Output all entries exactly; images excluded.

Records Block Start

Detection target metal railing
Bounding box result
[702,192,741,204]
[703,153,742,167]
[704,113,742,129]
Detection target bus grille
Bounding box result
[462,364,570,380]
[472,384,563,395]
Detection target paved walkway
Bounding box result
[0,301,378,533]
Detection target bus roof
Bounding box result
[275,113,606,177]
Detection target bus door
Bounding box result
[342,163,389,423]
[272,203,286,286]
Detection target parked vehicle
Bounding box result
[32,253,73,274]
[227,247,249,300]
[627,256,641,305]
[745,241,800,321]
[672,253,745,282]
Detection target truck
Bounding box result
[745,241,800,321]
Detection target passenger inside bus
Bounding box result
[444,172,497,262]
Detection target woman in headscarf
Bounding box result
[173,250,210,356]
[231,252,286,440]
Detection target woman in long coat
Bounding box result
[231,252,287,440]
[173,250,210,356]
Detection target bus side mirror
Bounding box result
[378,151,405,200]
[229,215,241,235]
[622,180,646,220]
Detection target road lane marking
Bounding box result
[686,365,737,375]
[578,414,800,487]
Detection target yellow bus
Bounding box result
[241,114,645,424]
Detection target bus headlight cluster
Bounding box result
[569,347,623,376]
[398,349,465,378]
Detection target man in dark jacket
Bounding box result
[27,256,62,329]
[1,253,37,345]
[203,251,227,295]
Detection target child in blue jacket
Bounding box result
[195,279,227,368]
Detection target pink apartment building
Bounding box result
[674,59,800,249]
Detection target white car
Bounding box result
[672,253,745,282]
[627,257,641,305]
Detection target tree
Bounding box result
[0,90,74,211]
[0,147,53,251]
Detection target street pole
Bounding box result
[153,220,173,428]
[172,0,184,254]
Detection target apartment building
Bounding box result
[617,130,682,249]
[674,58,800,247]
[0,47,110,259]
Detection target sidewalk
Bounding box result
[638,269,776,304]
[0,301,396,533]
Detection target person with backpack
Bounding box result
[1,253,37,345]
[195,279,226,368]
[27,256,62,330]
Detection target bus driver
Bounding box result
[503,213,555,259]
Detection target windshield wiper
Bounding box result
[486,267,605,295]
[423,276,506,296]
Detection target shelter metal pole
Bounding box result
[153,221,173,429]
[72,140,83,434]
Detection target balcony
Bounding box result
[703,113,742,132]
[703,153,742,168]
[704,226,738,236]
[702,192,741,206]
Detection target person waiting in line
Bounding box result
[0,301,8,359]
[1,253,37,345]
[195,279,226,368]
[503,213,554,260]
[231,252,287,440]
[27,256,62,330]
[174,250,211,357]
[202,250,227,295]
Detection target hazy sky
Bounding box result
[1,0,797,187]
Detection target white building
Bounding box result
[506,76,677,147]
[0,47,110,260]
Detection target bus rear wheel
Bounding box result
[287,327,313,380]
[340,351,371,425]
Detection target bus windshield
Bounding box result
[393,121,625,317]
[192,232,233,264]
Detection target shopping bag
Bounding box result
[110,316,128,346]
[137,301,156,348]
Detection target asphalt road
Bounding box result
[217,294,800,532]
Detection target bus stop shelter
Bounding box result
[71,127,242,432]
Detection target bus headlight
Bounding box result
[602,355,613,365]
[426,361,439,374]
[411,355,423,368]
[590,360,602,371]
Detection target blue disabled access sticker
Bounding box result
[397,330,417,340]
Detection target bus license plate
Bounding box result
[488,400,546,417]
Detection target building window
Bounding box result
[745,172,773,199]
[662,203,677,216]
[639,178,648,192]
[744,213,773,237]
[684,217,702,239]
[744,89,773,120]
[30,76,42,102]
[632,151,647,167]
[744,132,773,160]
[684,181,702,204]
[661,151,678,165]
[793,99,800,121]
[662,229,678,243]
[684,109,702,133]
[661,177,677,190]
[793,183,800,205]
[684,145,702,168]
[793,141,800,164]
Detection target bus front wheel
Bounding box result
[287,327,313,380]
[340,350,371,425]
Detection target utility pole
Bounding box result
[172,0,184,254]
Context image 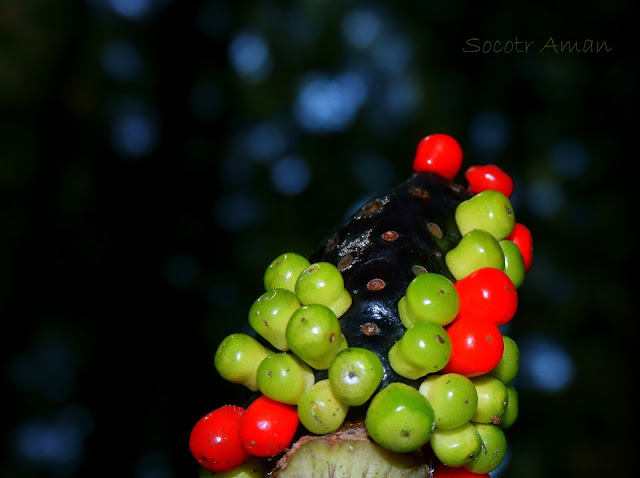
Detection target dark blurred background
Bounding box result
[1,1,636,477]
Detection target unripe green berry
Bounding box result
[248,288,301,351]
[429,421,483,466]
[264,252,311,293]
[445,229,505,281]
[365,382,435,453]
[499,239,526,289]
[286,304,348,370]
[295,262,352,317]
[328,347,383,406]
[397,272,459,328]
[214,333,272,391]
[487,335,519,384]
[470,376,508,425]
[499,384,518,429]
[419,373,478,429]
[388,321,452,380]
[256,352,315,404]
[455,189,515,240]
[198,456,270,478]
[297,379,349,434]
[463,423,508,474]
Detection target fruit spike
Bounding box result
[190,133,530,477]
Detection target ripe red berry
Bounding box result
[433,462,490,477]
[464,164,514,198]
[188,405,250,473]
[442,317,504,377]
[454,267,518,327]
[412,133,463,180]
[239,395,299,457]
[506,222,533,272]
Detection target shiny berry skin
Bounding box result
[238,395,299,457]
[445,229,505,281]
[397,272,460,328]
[297,379,349,434]
[442,317,504,377]
[499,239,526,289]
[286,304,348,370]
[295,262,352,317]
[419,373,478,430]
[365,382,436,453]
[328,347,383,406]
[248,288,301,351]
[189,405,250,473]
[506,222,533,272]
[256,352,315,405]
[470,376,508,425]
[499,384,519,429]
[454,267,518,327]
[455,190,515,240]
[264,252,311,293]
[214,334,273,391]
[464,164,514,198]
[463,423,507,474]
[412,133,463,180]
[432,462,489,477]
[487,335,519,384]
[197,457,269,478]
[429,421,483,466]
[388,321,452,380]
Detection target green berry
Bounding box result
[365,382,435,453]
[455,189,515,240]
[429,421,483,467]
[198,456,270,477]
[286,304,348,370]
[470,376,508,425]
[295,262,352,317]
[256,352,315,404]
[463,423,508,474]
[328,347,384,406]
[499,384,518,429]
[397,273,460,328]
[445,229,505,281]
[297,379,349,434]
[419,373,478,429]
[487,335,520,384]
[388,321,452,380]
[248,288,301,351]
[214,333,272,391]
[499,239,526,289]
[264,252,311,293]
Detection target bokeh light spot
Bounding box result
[246,122,288,163]
[109,99,160,158]
[342,8,382,50]
[549,138,589,180]
[11,337,75,401]
[100,39,142,82]
[525,177,565,218]
[108,0,153,19]
[293,72,368,133]
[469,110,510,158]
[518,335,575,393]
[270,156,311,195]
[213,193,264,231]
[229,30,273,83]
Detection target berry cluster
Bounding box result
[189,133,534,477]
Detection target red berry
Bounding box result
[433,462,490,477]
[189,405,250,473]
[506,222,533,272]
[464,164,514,198]
[412,133,463,180]
[239,395,299,457]
[454,267,518,327]
[442,317,504,377]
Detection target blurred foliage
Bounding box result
[0,1,636,477]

Records Block End

Answer to this exercise
Detection target metal railing
Bounding box result
[702,192,741,204]
[703,153,742,167]
[704,113,742,129]
Detection target bus grille
Bounding box result
[462,364,570,380]
[472,384,563,395]
Detection target paved walkway
Bounding box result
[0,301,378,533]
Detection target bus roof
Bounding box result
[275,113,606,177]
Detection target bus door
Bounding box result
[342,163,389,423]
[272,203,286,286]
Detection target parked vehicle
Bounding box result
[32,253,73,274]
[227,247,249,300]
[627,256,641,305]
[745,241,800,321]
[672,253,745,282]
Detection target truck
Bounding box result
[745,241,800,321]
Detection target passenger inside bus
Bounding box result
[444,172,497,262]
Detection target woman in headscarf
Bounding box result
[173,250,210,356]
[231,252,286,440]
Detection target woman in long coat
Bounding box result
[231,252,287,440]
[173,250,210,356]
Detection target bus side mirror
Bounding box result
[378,151,405,200]
[229,215,241,235]
[622,180,646,220]
Detection target road lane marking
Bounding box result
[686,365,737,375]
[578,414,800,487]
Detection target yellow bus
Bounding box result
[241,114,645,424]
Detection target bus headlight cluster
Bounding box result
[569,347,623,376]
[398,349,465,378]
Detection target man in dark jacket
Bounding box result
[27,256,62,329]
[1,253,37,345]
[203,251,227,295]
Detection target child in blue jacket
Bounding box result
[195,279,227,368]
Detection target pink apartment building
Bounding box result
[674,59,800,249]
Detection target white car
Bounding box result
[672,253,745,282]
[627,257,641,305]
Detection target tree
Bounding box result
[0,90,74,211]
[0,147,53,251]
Detection target street pole
Bounding box result
[153,220,173,428]
[172,0,184,254]
Detection target apartment building
Bounding box result
[617,130,682,249]
[674,58,800,247]
[0,47,110,259]
Detection target sidewalk
Bounding box result
[638,269,776,304]
[0,301,396,533]
Detection target person with backpack
Bounding box result
[1,253,37,345]
[195,279,226,368]
[27,256,62,330]
Detection target bus driver
Bounding box result
[503,213,555,259]
Detection target windshield wiper
Bounding box result
[486,267,605,295]
[423,276,506,296]
Detection target shelter metal pole
Bounding box result
[153,221,173,429]
[72,140,83,434]
Detection target balcony
Bounding box result
[703,113,742,132]
[703,153,742,168]
[704,226,738,236]
[702,192,741,206]
Detection target person waiting in line
Bounding box result
[0,301,8,359]
[1,253,37,345]
[195,279,226,368]
[503,213,554,260]
[231,252,287,440]
[27,256,62,330]
[174,250,211,357]
[202,250,227,295]
Detection target hazy sky
Bounding box result
[1,0,797,187]
Detection target white building
Bounding box result
[506,76,677,147]
[0,47,110,260]
Detection target bus rear wheel
Bounding box result
[287,327,313,380]
[340,351,371,425]
Detection target bus windshield
Bounding box result
[393,121,625,317]
[192,232,233,264]
Detection target shopping bag
Bounding box result
[110,316,128,346]
[137,301,156,348]
Detection target asphalt road
Bounding box result
[217,294,800,532]
Detection target bus stop shelter
Bounding box result
[71,127,242,432]
Detection target bus headlight
Bounding box result
[602,355,613,365]
[426,361,439,374]
[411,355,423,368]
[590,360,602,371]
Detection target blue disabled access sticker
Bounding box result
[397,330,417,340]
Detection target bus license plate
Bounding box result
[488,400,546,417]
Detection target building window
Bounding box result
[745,172,773,199]
[662,203,677,216]
[639,178,648,192]
[744,213,773,237]
[684,217,702,239]
[744,89,773,120]
[30,76,42,102]
[632,151,647,167]
[744,132,773,160]
[684,181,702,204]
[661,151,678,165]
[793,99,800,121]
[662,229,678,243]
[684,109,702,133]
[661,177,677,190]
[793,183,800,205]
[684,145,702,168]
[793,141,800,164]
Detection target bus front wheel
Bounding box result
[287,327,313,380]
[340,350,371,425]
Detection target utility pole
Bounding box result
[172,0,184,254]
Context image 
Detection target dark blurred background
Bounding box result
[1,1,636,477]
Detection target unripe green berry
Bounding box result
[248,288,301,351]
[429,421,483,466]
[264,252,311,293]
[445,229,505,281]
[365,382,435,453]
[499,239,526,289]
[286,304,348,370]
[295,262,352,317]
[328,347,383,406]
[397,272,459,328]
[214,333,272,391]
[487,335,519,384]
[470,376,508,425]
[499,384,518,429]
[419,373,478,429]
[388,321,452,380]
[256,352,315,404]
[455,189,515,240]
[198,456,270,478]
[297,379,349,434]
[463,423,508,474]
Detection target fruit spike
Bounding box result
[190,133,530,477]
Detection target ripe red berry
Bounding box result
[433,462,490,477]
[464,164,514,198]
[188,405,250,473]
[442,317,504,377]
[454,267,518,327]
[412,133,463,180]
[239,395,299,457]
[506,222,533,272]
Detection target shiny berry skin
Bounding box result
[238,395,299,457]
[445,229,505,281]
[397,272,460,328]
[297,379,349,434]
[442,317,504,377]
[499,239,526,289]
[286,304,348,370]
[295,262,352,317]
[419,373,478,430]
[365,382,436,453]
[328,347,383,406]
[248,288,301,351]
[189,405,250,473]
[506,222,533,272]
[256,352,315,405]
[470,376,508,425]
[499,384,519,429]
[454,267,518,327]
[455,190,515,240]
[264,252,311,293]
[214,334,273,391]
[464,164,514,198]
[463,423,507,474]
[412,133,463,180]
[432,462,489,477]
[487,335,519,384]
[197,457,269,478]
[429,421,483,466]
[388,321,452,380]
Detection target green berry
Bounding box result
[365,382,435,453]
[455,189,515,240]
[429,421,483,467]
[198,456,270,477]
[286,304,348,370]
[470,376,508,425]
[295,262,352,317]
[256,352,315,404]
[463,423,508,474]
[328,347,384,406]
[499,384,518,429]
[397,273,460,328]
[445,229,505,281]
[297,379,349,434]
[419,373,478,429]
[487,335,520,384]
[388,321,452,380]
[248,288,301,351]
[214,333,272,391]
[499,239,526,289]
[264,252,311,293]
Detection target bokeh light spot
Bounding box result
[246,122,288,163]
[109,99,160,158]
[342,8,382,50]
[549,138,589,180]
[11,337,75,401]
[100,39,142,82]
[525,177,565,218]
[108,0,153,19]
[293,72,368,133]
[469,110,510,158]
[518,335,575,393]
[270,156,311,195]
[213,193,264,231]
[229,30,273,83]
Detection target berry cluster
Bounding box result
[189,133,534,477]
Detection target red berry
Bounding box result
[433,462,490,477]
[189,405,250,473]
[506,222,533,272]
[464,164,514,198]
[412,133,463,180]
[239,395,299,457]
[454,267,518,327]
[442,317,504,377]
Detection target blurred foliage
Bounding box result
[0,1,636,477]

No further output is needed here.